───── RECORDS PROVIDED
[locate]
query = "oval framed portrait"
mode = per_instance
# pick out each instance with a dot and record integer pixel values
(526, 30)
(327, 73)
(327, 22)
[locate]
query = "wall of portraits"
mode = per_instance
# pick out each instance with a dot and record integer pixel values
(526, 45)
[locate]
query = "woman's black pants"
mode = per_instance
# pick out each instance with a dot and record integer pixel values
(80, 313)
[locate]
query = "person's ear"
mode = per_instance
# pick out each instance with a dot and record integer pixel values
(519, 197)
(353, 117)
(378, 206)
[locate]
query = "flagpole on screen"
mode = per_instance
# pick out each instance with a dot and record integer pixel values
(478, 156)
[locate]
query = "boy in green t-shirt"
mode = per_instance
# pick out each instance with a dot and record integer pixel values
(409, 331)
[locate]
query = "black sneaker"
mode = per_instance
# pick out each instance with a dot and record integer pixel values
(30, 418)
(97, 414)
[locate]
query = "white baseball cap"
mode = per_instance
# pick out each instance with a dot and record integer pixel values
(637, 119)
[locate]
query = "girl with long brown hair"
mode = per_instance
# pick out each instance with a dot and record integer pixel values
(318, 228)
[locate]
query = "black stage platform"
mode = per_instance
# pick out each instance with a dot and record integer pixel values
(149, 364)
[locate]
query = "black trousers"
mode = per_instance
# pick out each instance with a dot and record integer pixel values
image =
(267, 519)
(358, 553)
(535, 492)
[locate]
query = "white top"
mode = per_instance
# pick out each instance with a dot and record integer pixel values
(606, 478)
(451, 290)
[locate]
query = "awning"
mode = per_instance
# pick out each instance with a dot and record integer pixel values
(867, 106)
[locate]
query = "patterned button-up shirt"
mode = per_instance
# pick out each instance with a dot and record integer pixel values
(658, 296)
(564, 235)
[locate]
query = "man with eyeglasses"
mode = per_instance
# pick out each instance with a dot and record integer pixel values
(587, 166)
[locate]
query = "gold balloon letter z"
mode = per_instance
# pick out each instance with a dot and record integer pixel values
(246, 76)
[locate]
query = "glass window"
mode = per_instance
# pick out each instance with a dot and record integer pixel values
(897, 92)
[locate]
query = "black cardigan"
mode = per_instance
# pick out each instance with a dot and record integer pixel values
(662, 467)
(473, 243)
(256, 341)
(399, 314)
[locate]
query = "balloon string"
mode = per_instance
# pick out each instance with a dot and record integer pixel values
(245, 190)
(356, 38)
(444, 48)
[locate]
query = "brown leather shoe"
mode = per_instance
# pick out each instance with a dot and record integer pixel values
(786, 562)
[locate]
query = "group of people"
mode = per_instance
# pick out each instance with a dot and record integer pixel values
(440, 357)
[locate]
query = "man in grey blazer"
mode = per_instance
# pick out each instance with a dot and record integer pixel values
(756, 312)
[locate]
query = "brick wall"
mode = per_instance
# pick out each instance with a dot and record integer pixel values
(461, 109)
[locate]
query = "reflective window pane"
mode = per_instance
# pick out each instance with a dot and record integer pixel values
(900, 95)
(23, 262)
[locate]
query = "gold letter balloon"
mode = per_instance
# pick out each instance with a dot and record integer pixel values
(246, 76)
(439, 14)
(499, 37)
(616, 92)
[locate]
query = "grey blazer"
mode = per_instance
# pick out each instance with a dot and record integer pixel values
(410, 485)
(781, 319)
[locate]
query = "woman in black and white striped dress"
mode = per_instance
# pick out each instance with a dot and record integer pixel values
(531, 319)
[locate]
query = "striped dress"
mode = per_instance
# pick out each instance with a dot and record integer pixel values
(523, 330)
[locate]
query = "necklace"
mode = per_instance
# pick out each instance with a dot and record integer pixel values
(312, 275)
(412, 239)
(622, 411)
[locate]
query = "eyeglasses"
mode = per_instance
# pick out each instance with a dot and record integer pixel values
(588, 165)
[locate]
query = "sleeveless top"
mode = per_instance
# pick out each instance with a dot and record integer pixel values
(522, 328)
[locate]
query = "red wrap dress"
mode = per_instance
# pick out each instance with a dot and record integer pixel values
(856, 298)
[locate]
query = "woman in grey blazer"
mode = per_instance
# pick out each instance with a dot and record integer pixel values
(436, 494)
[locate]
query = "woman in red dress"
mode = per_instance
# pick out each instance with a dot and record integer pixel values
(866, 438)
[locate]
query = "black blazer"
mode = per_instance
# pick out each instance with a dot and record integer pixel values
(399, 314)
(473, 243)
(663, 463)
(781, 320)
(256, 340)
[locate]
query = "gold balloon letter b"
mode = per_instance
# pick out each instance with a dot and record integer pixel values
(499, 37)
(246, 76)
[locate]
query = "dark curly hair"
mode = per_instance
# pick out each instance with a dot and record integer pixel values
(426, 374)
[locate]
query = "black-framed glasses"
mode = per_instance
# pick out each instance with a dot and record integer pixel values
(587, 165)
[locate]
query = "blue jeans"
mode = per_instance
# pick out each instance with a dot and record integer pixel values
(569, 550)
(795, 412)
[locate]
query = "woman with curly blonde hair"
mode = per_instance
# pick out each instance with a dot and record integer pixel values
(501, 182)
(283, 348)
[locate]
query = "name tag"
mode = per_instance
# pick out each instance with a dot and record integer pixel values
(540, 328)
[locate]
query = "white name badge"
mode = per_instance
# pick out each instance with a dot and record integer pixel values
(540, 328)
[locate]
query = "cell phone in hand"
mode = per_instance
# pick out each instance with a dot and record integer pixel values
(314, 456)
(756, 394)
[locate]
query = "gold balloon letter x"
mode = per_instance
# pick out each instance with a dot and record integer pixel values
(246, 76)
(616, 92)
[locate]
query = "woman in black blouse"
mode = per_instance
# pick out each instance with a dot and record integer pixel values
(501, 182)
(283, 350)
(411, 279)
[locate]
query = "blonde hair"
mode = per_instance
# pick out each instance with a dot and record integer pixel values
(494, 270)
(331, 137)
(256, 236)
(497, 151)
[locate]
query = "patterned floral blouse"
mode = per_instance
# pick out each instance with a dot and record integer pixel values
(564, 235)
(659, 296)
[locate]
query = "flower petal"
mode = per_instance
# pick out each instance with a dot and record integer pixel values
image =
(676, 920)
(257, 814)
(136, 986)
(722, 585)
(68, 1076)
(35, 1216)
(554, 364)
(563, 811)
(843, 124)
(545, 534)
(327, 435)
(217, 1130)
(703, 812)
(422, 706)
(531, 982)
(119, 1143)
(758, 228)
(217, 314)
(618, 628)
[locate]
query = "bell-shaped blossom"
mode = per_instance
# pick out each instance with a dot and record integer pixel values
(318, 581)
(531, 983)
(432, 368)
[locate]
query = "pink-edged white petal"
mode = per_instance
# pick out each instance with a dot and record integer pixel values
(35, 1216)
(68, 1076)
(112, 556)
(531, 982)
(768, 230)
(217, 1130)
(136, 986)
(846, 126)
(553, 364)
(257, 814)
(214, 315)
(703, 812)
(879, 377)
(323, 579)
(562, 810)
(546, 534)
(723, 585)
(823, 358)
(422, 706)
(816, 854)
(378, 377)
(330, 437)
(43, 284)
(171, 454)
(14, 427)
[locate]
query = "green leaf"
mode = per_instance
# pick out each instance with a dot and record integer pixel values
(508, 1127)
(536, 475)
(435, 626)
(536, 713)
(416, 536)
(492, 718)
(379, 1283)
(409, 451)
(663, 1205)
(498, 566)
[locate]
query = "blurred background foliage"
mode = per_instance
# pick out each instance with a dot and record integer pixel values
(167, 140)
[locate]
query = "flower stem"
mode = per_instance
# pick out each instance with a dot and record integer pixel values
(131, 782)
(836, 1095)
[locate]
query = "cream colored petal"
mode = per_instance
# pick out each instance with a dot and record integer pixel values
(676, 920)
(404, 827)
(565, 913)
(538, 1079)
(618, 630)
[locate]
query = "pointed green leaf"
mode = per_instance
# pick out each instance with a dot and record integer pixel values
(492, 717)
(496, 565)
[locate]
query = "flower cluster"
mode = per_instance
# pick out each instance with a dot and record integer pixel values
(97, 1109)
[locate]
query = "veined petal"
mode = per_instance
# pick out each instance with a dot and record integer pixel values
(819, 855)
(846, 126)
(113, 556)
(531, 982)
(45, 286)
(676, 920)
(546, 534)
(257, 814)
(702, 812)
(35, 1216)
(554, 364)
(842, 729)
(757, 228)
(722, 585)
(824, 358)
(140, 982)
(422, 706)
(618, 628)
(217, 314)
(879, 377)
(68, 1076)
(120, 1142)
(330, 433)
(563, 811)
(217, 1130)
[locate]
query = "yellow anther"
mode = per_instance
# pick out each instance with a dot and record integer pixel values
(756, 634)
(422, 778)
──────────
▶ **DIRECTIONS**
Return the lines above that include the string "blonde".

▶ **SOLUTION FOR THIS TASK**
query = "woman with curly blonde hair"
query = "blonde hair"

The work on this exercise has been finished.